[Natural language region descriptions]
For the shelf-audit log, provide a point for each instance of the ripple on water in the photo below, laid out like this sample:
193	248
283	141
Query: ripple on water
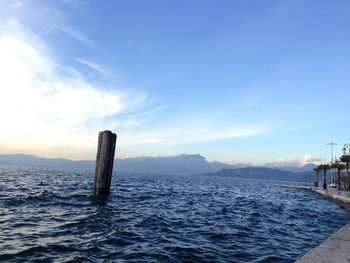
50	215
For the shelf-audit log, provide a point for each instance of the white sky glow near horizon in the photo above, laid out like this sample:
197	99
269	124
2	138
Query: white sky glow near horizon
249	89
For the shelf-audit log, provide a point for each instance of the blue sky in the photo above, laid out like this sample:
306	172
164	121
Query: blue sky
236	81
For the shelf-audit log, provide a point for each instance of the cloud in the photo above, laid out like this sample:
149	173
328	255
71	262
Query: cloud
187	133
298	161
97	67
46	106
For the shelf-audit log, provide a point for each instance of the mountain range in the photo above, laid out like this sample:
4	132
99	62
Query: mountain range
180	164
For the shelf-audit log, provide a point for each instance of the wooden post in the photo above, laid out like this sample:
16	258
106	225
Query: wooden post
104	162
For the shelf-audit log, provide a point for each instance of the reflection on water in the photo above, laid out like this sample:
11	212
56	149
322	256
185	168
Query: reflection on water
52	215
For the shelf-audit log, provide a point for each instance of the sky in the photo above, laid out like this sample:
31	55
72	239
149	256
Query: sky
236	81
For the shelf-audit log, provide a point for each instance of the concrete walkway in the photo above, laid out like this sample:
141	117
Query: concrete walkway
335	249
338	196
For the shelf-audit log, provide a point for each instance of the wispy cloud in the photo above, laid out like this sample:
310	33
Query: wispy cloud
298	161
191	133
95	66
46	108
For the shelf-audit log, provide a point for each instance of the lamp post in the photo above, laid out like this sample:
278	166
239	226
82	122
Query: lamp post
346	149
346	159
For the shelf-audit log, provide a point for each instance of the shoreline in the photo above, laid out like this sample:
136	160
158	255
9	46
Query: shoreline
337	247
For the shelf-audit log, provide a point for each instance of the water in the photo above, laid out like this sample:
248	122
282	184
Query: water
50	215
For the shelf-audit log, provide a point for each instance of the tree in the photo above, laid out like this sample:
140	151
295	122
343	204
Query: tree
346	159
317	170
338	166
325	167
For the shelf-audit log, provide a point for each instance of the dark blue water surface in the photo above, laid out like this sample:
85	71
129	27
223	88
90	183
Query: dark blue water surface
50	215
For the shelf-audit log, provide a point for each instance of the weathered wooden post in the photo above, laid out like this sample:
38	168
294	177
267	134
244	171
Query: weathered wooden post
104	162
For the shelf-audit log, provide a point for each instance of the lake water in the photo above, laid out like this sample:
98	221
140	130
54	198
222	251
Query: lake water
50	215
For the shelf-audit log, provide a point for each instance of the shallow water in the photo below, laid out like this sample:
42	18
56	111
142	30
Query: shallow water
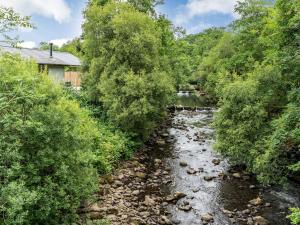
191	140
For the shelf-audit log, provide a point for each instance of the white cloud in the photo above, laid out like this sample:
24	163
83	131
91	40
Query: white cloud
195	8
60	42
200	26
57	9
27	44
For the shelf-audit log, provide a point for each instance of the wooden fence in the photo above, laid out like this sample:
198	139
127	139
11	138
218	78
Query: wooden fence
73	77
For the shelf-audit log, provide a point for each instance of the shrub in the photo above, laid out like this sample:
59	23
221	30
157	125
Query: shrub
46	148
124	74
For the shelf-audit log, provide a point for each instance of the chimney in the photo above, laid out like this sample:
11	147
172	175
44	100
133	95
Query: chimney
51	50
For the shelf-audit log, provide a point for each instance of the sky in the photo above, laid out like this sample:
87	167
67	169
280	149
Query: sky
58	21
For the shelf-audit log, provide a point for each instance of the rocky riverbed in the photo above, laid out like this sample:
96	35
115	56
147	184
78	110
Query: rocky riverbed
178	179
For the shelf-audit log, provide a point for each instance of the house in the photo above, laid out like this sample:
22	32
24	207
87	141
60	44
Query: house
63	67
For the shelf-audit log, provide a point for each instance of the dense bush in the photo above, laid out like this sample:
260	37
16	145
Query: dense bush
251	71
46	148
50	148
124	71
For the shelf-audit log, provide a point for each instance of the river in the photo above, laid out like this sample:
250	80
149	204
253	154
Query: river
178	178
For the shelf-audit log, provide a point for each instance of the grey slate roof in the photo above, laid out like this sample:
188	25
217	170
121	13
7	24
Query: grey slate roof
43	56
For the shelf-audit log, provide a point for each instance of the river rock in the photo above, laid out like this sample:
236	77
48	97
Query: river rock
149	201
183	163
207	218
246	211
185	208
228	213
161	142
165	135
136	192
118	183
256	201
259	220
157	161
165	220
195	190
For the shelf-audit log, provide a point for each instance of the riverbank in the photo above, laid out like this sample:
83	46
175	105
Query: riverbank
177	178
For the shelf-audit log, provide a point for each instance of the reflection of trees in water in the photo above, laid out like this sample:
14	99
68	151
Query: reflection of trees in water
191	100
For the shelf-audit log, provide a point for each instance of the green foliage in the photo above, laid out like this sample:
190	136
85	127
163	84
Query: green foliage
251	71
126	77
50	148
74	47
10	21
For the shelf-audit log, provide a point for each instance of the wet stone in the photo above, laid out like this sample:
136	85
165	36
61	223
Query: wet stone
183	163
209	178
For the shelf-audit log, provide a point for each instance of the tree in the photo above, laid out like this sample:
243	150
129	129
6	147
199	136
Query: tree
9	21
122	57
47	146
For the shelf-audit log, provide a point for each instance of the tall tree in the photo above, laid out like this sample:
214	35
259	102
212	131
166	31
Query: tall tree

→ Activity: Among the lines of the preceding data, which ones hold the word "tall"? List them.

→ Reply:
For the shelf-audit log, provide a point for each instance of the tall tree in the photo above, laid out like this sample:
Query: tall tree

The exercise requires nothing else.